Records from a collection
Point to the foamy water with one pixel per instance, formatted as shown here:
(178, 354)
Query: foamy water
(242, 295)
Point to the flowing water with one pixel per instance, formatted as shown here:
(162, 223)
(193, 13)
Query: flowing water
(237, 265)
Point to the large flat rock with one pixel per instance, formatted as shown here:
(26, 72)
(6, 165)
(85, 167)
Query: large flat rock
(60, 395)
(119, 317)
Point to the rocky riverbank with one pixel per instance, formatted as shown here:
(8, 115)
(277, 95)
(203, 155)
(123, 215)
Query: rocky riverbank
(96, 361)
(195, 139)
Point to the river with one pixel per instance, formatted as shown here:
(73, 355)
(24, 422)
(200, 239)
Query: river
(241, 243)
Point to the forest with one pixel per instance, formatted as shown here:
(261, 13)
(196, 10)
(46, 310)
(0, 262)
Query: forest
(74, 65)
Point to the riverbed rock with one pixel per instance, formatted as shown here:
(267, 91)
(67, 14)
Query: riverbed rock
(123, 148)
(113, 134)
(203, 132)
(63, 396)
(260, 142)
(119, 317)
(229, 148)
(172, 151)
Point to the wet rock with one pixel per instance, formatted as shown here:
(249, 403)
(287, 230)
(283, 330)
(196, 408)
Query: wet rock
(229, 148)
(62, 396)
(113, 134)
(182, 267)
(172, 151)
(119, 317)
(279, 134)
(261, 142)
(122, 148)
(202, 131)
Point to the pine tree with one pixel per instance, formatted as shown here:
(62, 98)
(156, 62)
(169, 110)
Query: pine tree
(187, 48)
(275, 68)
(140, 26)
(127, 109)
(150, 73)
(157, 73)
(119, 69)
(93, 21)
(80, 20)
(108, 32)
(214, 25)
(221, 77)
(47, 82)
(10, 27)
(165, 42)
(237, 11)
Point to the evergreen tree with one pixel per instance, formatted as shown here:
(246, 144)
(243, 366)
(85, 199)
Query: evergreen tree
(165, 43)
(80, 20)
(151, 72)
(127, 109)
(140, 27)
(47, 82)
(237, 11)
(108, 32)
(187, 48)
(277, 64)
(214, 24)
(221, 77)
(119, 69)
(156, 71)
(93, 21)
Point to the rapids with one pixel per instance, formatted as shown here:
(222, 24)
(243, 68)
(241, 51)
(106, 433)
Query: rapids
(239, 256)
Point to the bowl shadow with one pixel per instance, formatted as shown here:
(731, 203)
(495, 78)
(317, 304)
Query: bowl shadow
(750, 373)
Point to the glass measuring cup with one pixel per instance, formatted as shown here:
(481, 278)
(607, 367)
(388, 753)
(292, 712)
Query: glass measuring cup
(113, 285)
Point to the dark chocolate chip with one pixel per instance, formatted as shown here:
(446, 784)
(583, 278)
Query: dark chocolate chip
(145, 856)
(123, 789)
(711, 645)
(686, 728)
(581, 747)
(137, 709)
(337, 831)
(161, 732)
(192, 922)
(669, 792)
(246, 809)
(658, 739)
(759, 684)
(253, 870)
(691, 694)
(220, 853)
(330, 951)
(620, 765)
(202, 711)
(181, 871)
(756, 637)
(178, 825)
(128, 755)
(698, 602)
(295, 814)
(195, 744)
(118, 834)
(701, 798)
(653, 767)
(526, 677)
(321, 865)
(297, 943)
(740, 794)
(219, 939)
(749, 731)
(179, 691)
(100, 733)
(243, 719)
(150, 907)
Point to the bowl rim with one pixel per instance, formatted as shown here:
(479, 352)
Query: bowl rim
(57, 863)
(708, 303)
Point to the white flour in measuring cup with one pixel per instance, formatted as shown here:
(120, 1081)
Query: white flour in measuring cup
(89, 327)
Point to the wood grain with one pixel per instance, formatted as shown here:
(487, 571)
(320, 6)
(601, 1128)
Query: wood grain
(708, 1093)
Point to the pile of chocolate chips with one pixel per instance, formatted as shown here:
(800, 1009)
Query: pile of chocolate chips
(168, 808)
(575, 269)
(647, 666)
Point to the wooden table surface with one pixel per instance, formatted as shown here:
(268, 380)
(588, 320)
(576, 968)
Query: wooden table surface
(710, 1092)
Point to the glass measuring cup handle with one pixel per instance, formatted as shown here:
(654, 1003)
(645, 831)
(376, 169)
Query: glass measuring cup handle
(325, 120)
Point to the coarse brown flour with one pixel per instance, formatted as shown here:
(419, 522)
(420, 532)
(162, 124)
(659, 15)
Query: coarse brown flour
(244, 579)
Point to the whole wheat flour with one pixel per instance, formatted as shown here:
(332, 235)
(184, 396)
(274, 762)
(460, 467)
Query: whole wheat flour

What to produce:
Wherever a line above includes the string "wheat", count it; give only the final tally.

Answer section:
2